Wat te doen ->
Beantwoord de volgende vragen met behulp van de brontekst.
(a) Welke kosten kan een ondernemer naast de huurkosten aftrekken als hij voor zijn onderneming een verblijfsruimte ver van huis huurt?
(b) Welk feit betekent volgens de Hoge Raad niet dat de kosten van uit eten gaan alleen privé zouden zijn?
(c) Tot welk bedrag per jaar zijn de kosten van onder meer voedsel niet aftrekbaar?

Brontekst ->
<<<<

Nieuwsberichten november 2024

1. Ook maaltijden aftrekbaar bij zakelijk verblijf

    Als u in verband met uw onderneming een verblijfsruimte ver weg van uw huis huurt, kunt u naast de huurkosten ook de kosten van uw gebruikelijke maaltijden in aftrek brengen. De Hoge Raad vindt namelijk dat als de verblijfkosten zakelijk zijn, de kosten voor maaltijden dat in beginsel ook zijn. Alleen als het belopen van die kosten uitsluitend in de privésfeer zou zijn gelegen, kan dit anders zijn. Een ondernemer kon daarom de kosten van zijn gebruikelijke maaltijden die hij buiten de deur nuttigde in aftrek brengen. Het enkele feit dat de kosten van uit eten gaan hoger zijn dan eten dat thuis bereid en genuttigd wordt, betekent volgens de Hoge Raad namelijk niet dat deze kosten alleen privé en niet zakelijk zouden kunnen zijn. Uit het arrest lijkt opgemaakt te kunnen worden dat ook de kosten van het in de verblijfsruimte zelf bereiden van de maaltijden in aftrek kunnen komen. Houd er wel rekening mee dat niet alle kosten aftrekbaar zijn. De kosten van onder meer voedsel zijn namelijk tot een bedrag van € 5.600 per jaar (of 20% van de kosten) niet aftrekbaar.

>>>>

Fragment uit data ->
<<<<

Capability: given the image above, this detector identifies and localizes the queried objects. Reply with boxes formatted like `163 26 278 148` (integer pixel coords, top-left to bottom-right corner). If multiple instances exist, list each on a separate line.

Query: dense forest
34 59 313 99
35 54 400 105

>>>>

Taakresultaat ->
(a) De kosten van zijn gebruikelijke maaltijden.
(b) Het enkele feit dat de kosten van uit eten gaan hoger zijn dan die van eten dat thuis bereid en genuttigd wordt.
(c) Tot € 5.600 per jaar (of 20% van de kosten).